## Quoted passage
++++++++

At 10X, we hold a company-wide offsite four times a year. It's an important occasion for connecting everyone who normally works from different backgrounds, in different locations, on different missions.
At the October offsite, there was a leadership panel discussion, and when asked "What's something you're proud of about this company?", I answered without hesitation: integrity.
I first tried to define integrity as "not lying" — but that didn't quite feel right.
Thinking about it more afterward, I arrived at this: integrity, at its core, is being genuinely serious about the world of others as you are about your own world. And I believe the substance of it is imagination. "Not lying" is one element required for that attitude, but it's a component, not the whole thing.
"Not lying" can also be described as "being negotiable."
Just days before Russia invaded Ukraine in February of this year, Russian diplomacy was sending signals that there would be no invasion. What happened next is known to everyone. This wasn't an isolated case — Russia's entire approach to that war has been consistently: "even deception is a tactic."
War in a world of reason is not "anything goes." It's conducted under certain humanitarian commitments — don't target civilians, don't attack medical facilities — as a means of diplomacy. Russia's habitual dishonesty made negotiation impossible for Ukraine and the West, and that impossibility is part of what's driving the current tragedy.
Every worldview has its own sense of justice. But what allows different worldviews to intersect is negotiation, and what kills negotiation is lies.
Looking back at 10X: every member of this team feels like someone you could negotiate with — no matter who you are. There's a genuine seriousness about 10X's world, about the other members, about job candidates, about partner companies. That's what I mean by integrity.

++++++++

## Supplied data
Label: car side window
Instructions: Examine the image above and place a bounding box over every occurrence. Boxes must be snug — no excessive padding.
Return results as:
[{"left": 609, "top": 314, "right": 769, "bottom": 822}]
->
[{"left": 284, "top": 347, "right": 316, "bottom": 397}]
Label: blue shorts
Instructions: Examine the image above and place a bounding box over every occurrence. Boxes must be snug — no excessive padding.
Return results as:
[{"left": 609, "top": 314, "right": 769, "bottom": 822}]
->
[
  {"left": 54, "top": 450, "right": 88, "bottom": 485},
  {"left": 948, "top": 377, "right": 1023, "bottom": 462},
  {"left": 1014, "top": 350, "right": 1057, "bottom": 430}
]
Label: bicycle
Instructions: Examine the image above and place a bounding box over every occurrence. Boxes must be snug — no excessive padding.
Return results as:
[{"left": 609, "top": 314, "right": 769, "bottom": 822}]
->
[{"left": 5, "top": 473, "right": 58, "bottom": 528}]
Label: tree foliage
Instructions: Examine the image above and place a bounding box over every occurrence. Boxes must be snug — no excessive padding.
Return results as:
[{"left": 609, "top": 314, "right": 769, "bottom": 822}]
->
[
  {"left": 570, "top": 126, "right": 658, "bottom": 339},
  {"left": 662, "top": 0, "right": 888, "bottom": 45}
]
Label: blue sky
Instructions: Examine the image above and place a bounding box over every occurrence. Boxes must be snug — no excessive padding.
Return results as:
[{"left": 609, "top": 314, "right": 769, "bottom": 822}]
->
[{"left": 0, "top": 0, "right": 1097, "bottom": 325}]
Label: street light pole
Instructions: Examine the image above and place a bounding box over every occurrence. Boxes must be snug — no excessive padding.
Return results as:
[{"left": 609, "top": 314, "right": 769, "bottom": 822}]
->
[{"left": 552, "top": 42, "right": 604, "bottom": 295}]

++++++++

## Required action
Please pick up the essay on integrity at 10X, the text above the rows, and continue it from its final sentence.

## Written response
I believe this attitude is sustained by the ability to imagine others' joy and pain through the lens of one's own. Solving the problems that partners and customers face, finding ways to increase employees' sense of meaning, aligning goals with investors — there are many different ways to work at 10X, but I think the root of everyone's integrity, including mine, is the capacity to truly feel for others through your own experience.
And one more thing. I think integrity also means valuing your own world. Not lying to yourself — having a stance and holding to it, speaking it.
10X has a Mission and Values as its core identity. These are sometimes called "culture," but I'm now certain that integrity is a real and important part of 10X's culture. Culture is 1% explicit and 99% implicit. Integrity may have been in the 99% until now.
Even though it isn't formally stated, I hope it remains as a permanent pillar of this company alongside Mission and Values. And 10X already has a dedicated team and executive focused on culture. The fact that we made that decision early, and that it's embraced company-wide, is something I'm proud of.